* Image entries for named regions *
● ● ●
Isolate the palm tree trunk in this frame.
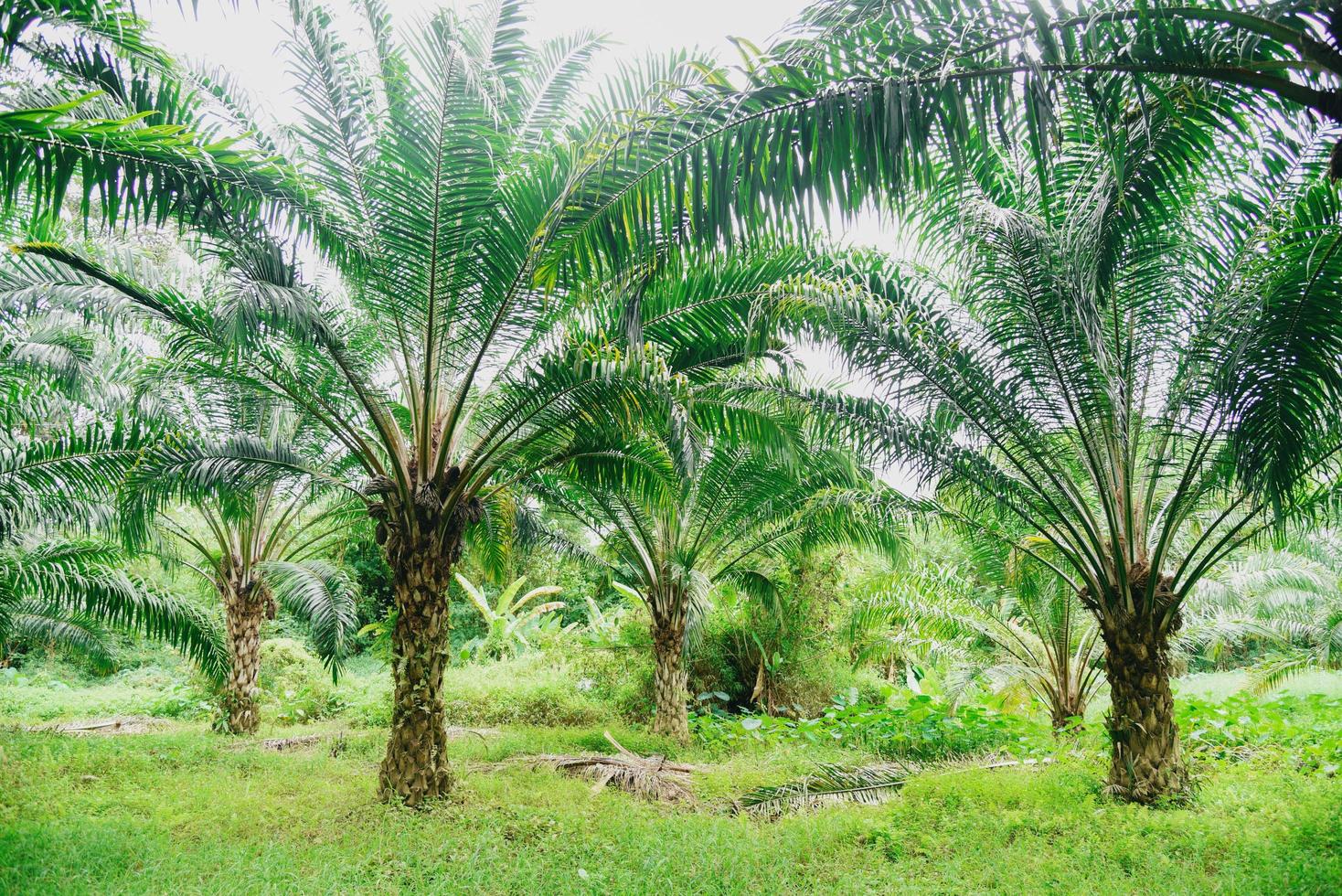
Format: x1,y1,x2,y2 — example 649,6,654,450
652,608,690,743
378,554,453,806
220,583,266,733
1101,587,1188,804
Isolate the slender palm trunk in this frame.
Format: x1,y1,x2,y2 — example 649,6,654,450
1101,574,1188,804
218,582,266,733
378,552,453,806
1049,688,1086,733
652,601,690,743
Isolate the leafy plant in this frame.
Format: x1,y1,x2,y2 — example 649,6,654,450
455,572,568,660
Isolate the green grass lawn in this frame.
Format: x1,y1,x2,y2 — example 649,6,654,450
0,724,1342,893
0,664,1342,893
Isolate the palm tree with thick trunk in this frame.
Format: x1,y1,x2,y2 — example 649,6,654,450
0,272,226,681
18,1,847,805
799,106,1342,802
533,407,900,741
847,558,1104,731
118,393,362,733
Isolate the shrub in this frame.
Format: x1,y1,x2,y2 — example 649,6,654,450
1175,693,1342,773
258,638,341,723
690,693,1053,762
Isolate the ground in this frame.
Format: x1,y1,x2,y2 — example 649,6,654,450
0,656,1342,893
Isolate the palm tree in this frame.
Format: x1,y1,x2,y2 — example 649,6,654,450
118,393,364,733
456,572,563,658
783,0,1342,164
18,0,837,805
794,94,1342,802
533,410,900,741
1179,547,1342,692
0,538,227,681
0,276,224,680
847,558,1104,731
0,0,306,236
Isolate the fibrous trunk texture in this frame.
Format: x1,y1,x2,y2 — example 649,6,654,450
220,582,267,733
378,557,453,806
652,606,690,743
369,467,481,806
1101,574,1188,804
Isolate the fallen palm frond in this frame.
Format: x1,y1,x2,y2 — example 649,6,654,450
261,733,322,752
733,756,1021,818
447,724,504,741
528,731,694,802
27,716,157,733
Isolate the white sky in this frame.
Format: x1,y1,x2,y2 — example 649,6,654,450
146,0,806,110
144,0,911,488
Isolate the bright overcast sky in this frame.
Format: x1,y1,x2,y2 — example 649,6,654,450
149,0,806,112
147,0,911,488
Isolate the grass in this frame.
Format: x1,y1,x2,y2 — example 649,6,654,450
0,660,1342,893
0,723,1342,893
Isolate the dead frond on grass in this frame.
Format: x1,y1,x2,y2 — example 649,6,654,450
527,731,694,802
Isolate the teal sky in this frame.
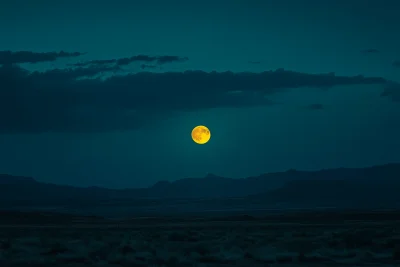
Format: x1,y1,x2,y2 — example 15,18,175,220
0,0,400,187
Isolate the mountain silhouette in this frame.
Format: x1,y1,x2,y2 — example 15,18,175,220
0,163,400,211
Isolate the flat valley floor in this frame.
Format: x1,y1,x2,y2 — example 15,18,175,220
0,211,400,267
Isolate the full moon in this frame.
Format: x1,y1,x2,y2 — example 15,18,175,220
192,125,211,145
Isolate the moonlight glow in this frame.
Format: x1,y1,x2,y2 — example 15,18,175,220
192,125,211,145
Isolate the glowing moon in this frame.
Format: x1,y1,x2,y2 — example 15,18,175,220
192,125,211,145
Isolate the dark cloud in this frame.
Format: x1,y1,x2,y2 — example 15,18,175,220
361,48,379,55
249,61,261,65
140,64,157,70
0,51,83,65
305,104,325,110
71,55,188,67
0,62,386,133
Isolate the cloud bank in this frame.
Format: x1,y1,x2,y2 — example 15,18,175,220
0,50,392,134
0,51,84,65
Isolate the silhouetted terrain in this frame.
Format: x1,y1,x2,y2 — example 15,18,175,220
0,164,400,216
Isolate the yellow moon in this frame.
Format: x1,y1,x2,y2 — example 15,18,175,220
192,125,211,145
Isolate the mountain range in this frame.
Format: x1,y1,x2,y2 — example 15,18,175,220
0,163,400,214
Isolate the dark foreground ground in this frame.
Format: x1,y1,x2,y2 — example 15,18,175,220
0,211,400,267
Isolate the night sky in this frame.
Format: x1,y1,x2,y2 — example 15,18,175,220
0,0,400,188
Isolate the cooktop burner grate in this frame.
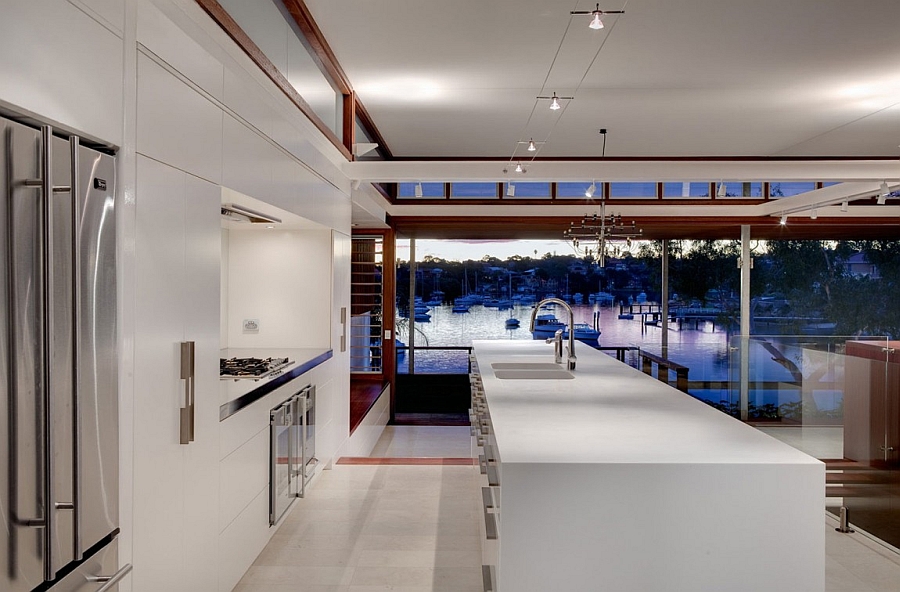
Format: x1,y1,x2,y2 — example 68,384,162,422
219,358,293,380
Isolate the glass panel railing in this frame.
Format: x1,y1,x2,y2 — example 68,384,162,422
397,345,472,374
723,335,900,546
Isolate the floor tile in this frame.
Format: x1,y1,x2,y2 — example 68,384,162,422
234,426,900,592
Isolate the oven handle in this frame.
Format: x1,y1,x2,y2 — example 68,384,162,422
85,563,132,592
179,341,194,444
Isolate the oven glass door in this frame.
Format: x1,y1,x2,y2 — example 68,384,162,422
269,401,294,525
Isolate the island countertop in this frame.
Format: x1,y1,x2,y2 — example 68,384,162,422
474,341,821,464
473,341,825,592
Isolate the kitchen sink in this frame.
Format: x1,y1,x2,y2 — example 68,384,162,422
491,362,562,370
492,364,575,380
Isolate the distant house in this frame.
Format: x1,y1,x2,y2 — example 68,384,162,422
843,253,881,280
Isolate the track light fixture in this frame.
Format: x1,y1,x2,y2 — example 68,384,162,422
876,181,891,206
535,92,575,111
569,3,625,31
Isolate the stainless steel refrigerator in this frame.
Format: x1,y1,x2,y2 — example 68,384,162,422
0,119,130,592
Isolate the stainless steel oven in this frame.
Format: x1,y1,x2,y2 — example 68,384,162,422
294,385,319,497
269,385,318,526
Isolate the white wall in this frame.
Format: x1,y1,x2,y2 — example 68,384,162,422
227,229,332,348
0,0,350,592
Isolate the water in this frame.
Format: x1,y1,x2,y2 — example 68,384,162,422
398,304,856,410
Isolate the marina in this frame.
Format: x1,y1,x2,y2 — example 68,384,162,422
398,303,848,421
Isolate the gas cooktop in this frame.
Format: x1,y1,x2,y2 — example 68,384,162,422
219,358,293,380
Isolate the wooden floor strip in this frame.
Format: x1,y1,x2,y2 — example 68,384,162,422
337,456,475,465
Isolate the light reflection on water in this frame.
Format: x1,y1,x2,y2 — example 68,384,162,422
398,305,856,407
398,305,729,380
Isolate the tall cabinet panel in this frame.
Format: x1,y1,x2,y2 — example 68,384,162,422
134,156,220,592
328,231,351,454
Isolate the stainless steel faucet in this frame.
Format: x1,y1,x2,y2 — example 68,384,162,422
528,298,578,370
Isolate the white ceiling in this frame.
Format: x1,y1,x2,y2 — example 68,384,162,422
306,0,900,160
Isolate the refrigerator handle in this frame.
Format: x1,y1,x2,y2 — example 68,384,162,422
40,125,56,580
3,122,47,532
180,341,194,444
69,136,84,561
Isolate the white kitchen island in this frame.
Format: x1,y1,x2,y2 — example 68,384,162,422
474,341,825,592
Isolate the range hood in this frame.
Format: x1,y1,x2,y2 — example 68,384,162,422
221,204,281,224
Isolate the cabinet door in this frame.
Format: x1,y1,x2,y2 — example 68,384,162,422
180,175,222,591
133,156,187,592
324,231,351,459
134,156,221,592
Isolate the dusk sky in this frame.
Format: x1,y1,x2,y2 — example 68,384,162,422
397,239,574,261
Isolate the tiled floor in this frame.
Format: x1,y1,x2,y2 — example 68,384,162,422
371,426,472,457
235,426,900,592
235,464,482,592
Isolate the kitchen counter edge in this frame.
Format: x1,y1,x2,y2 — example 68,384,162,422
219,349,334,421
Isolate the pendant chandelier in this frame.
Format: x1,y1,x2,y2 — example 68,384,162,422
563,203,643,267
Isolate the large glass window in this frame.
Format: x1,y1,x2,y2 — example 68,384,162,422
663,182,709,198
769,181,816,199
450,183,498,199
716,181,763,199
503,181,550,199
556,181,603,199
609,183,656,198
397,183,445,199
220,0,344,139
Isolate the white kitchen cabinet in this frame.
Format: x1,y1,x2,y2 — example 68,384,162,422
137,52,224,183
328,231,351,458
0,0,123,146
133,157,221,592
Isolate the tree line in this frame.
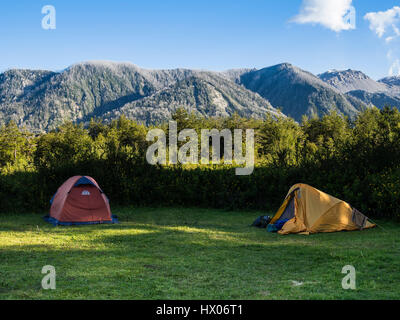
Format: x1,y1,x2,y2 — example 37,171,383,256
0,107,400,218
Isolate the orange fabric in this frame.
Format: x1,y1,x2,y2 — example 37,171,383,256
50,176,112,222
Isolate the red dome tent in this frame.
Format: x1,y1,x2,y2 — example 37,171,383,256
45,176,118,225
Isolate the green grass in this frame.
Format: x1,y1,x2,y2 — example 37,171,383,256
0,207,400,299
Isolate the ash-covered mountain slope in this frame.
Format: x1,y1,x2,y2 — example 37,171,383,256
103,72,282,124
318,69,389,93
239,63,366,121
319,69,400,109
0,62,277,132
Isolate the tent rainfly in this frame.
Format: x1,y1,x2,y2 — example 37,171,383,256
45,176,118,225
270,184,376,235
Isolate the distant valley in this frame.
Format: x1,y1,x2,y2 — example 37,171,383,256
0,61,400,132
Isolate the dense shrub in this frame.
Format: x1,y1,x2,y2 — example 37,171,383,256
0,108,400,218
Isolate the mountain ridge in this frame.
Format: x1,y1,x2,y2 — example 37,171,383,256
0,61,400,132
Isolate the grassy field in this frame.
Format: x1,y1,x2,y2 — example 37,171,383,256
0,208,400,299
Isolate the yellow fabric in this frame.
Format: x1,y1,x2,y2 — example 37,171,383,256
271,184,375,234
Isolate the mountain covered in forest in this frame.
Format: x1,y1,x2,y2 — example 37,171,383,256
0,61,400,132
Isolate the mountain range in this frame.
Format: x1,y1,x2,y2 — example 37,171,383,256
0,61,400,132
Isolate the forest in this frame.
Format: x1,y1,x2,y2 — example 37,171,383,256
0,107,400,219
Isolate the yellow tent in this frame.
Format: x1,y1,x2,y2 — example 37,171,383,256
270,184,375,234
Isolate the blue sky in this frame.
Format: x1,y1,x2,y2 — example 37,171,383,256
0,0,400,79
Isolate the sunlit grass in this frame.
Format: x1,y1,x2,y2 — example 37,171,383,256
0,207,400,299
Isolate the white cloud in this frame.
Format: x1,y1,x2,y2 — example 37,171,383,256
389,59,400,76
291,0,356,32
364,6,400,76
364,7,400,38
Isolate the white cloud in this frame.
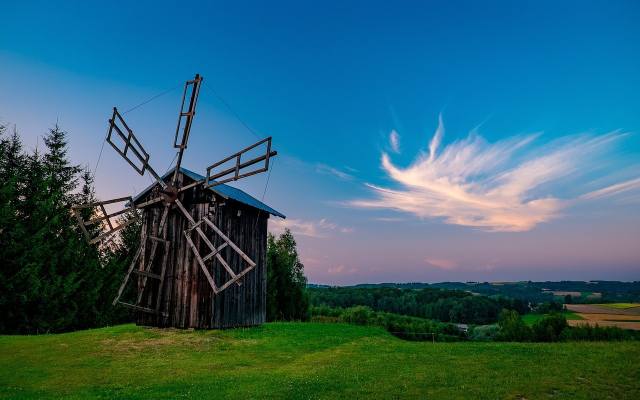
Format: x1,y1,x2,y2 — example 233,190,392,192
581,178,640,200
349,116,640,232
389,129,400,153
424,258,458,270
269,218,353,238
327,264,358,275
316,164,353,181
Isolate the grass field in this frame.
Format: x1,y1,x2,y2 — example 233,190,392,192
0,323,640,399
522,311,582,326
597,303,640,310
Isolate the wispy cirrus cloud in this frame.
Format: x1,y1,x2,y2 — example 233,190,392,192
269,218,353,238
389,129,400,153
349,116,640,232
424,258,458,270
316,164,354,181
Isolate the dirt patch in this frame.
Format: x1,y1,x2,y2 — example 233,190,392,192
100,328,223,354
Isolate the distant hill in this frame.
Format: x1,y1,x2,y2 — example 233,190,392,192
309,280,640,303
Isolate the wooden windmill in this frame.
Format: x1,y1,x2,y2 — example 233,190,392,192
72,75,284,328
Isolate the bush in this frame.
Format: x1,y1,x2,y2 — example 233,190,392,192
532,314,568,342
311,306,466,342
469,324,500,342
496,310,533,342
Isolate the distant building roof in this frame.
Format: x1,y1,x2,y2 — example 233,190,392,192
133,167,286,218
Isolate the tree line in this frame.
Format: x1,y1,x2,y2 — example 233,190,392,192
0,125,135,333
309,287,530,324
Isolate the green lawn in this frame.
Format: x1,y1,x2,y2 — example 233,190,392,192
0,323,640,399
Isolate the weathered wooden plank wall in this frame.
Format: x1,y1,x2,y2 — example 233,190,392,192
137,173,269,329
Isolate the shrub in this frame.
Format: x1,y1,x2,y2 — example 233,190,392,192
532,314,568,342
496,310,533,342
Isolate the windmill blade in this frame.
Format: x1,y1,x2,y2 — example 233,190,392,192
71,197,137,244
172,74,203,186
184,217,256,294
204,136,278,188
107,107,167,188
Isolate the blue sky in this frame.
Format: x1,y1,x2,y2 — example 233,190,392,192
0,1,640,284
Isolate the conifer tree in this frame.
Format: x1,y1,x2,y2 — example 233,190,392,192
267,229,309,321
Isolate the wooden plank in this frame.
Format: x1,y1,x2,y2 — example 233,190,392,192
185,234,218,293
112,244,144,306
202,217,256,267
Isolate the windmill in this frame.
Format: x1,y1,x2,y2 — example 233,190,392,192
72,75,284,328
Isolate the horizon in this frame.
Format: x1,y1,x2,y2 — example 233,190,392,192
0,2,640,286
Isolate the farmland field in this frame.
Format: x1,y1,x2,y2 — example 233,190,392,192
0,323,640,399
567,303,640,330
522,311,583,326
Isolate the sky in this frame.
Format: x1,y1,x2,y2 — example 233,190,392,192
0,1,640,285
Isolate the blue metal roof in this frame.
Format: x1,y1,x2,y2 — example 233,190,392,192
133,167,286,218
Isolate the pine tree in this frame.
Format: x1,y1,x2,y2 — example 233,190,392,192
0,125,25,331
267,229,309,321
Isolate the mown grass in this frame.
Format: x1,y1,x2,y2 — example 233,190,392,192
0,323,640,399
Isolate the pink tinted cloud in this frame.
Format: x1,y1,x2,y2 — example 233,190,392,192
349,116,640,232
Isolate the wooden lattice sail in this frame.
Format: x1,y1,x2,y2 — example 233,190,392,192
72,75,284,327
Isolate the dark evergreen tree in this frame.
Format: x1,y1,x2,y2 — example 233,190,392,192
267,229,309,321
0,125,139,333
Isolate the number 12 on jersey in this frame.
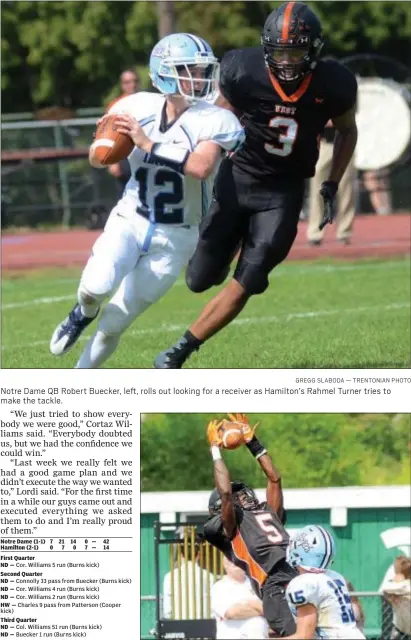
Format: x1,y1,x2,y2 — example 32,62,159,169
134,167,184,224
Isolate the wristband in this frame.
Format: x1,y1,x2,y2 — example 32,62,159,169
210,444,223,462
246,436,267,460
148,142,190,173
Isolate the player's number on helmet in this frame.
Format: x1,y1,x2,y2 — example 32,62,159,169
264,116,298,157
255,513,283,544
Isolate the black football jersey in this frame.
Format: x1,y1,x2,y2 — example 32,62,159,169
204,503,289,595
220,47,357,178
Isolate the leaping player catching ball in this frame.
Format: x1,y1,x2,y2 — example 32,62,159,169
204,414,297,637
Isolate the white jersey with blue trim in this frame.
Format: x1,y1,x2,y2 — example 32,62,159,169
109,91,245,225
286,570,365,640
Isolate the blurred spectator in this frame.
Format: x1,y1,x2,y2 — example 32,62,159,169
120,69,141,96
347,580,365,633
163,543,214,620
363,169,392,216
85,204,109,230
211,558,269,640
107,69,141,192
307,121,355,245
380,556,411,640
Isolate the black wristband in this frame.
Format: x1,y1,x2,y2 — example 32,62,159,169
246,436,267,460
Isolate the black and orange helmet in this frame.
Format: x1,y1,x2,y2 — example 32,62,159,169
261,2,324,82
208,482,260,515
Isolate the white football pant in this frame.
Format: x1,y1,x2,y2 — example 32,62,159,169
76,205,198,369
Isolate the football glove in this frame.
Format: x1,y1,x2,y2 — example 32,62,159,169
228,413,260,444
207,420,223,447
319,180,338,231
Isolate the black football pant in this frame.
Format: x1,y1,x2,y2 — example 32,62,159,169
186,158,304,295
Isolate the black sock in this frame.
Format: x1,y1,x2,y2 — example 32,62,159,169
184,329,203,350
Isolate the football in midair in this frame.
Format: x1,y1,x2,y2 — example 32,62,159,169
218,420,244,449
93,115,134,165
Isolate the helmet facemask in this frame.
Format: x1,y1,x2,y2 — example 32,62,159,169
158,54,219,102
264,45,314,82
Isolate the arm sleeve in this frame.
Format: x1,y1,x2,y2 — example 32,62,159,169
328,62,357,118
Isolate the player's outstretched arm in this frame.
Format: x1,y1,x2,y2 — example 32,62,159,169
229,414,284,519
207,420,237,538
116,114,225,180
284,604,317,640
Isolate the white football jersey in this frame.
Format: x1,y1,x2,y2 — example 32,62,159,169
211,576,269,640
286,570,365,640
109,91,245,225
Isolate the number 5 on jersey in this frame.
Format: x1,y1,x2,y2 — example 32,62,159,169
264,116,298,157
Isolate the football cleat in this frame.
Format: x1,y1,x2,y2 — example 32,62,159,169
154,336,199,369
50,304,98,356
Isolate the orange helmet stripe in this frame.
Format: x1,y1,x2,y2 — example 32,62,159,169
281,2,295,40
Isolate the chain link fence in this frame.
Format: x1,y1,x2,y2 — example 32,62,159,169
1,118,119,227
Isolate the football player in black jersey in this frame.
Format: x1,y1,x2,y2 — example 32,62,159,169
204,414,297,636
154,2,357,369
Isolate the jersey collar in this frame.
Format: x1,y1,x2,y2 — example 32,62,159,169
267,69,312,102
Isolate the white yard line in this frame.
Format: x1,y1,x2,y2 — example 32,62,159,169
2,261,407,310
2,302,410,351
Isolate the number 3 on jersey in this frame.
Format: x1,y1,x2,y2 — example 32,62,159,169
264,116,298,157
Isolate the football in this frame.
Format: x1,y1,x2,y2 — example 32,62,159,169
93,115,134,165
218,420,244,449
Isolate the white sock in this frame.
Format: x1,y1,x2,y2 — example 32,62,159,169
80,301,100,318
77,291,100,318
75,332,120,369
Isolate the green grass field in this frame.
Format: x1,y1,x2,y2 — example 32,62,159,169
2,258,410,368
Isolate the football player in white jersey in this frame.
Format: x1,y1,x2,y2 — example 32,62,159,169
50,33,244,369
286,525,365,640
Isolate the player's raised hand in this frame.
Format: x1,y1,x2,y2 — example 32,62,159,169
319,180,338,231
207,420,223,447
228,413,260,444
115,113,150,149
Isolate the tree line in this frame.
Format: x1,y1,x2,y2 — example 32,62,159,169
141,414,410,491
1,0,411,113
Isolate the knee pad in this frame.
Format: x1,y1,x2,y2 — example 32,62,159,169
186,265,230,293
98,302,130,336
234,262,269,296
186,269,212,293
● ● ●
* Problem *
Copy everything from the start of the records down to the line containing "1101,587,1188,804", changing "Isolate" to "Outline" and leaving all else as it is. Leave the pictures out of your copy.

* Exercise result *
Outline the palm tree trunk in this frame.
Format: x1,y1,x2,y2 — example 649,6,654,450
652,608,690,743
378,554,453,806
220,583,266,733
1101,587,1188,804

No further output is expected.